Reproduce every line of the entries below, requests included, adding 66 to each coordinate in the returned point lists while leaving the coordinates in the sample shapes unchanged. Omit the pictures from the answer.

(Dataset entries)
──────────

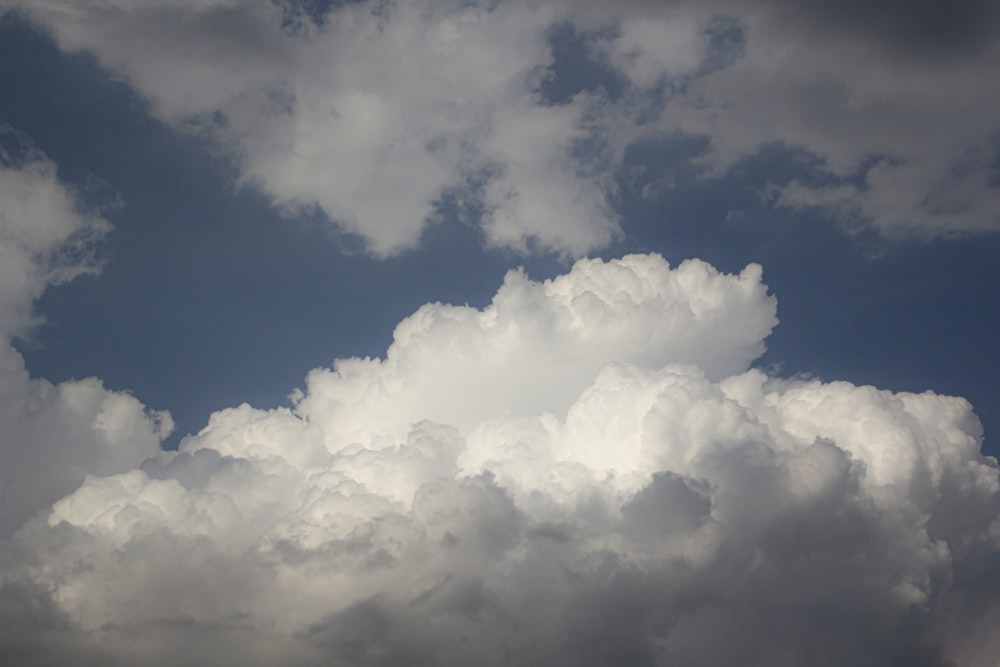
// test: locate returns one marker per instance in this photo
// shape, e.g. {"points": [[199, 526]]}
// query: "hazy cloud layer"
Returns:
{"points": [[378, 112], [582, 473], [52, 435]]}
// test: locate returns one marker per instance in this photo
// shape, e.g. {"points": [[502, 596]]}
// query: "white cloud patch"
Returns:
{"points": [[53, 434], [584, 472]]}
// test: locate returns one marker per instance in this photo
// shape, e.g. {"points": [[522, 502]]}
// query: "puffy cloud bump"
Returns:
{"points": [[582, 473], [52, 434]]}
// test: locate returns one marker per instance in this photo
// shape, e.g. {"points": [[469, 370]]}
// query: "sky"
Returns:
{"points": [[454, 332]]}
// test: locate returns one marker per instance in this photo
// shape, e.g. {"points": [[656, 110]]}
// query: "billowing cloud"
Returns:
{"points": [[377, 113], [582, 473], [53, 434]]}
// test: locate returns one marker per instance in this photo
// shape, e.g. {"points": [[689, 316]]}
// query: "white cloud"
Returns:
{"points": [[374, 116], [583, 472], [53, 434]]}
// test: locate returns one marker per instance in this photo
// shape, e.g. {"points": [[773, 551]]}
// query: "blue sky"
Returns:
{"points": [[284, 189]]}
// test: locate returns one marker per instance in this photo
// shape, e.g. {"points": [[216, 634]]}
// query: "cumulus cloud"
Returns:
{"points": [[584, 472], [376, 113], [53, 434]]}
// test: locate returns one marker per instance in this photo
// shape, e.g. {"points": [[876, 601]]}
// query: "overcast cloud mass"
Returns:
{"points": [[589, 469]]}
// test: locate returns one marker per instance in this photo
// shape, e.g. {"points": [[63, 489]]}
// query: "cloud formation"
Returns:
{"points": [[378, 113], [582, 473], [53, 434]]}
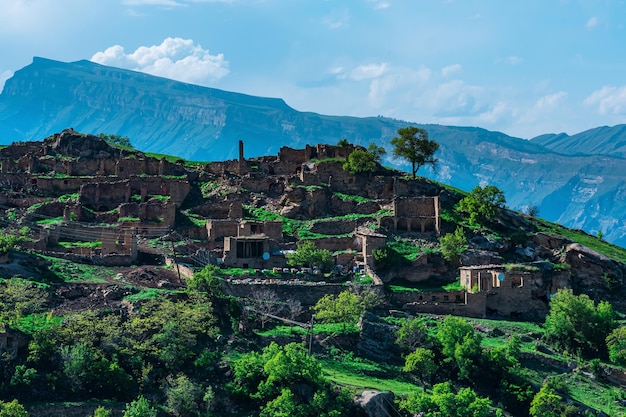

──────────

> _Solution to this exercise_
// test: locate returns one marker per instance in this photo
// shape, e.g. {"points": [[199, 526]]}
// query: "hazy cloud layer"
Returns:
{"points": [[444, 178], [648, 539], [118, 501]]}
// test: locate returns one marker per instance in this photo
// shape, e.g. {"points": [[502, 596]]}
// query: "white cloud patch"
Returns:
{"points": [[119, 500], [650, 538]]}
// test: locate returns one marker per instance in this photo
// shape, e.g. {"points": [[522, 502]]}
// query: "puffy cloud bump"
Returns:
{"points": [[648, 539], [118, 500]]}
// test: locate returns one marker per instance in this photo
// shape, e.g. {"points": [[469, 370]]}
// query: "sky"
Returns:
{"points": [[520, 398]]}
// test: locate returns one marker per instance in this photo
// shape, e.g. {"points": [[656, 110]]}
// query: "billowing cloud"
Returns:
{"points": [[443, 179], [648, 539], [119, 500]]}
// test: locate returns one marker per instance in this photo
// shape, e.g. {"points": [[689, 316]]}
// query: "white cloud"
Returns:
{"points": [[440, 182], [649, 538], [119, 500]]}
// test: locate returns one marker per instance in this photo
// shape, e.g. {"points": [[773, 551]]}
// query: "blue sky"
Returns:
{"points": [[350, 255]]}
// test: locate returns one marker per instance in this photo
// shape, e.g. {"points": [[216, 634]]}
// query: "cumulus cloud"
Returns:
{"points": [[650, 538], [442, 179], [119, 500]]}
// test: locate returns one marker per instance in this photo
// shape, e.g. {"points": [[876, 601]]}
// query: "overcast cloud mass"
Returns:
{"points": [[655, 535]]}
// test: locate returns one marker per instance in this photo
// shape, e.g. {"points": [[63, 489]]}
// query: "cloud formation"
Returns:
{"points": [[444, 179], [648, 539], [119, 500]]}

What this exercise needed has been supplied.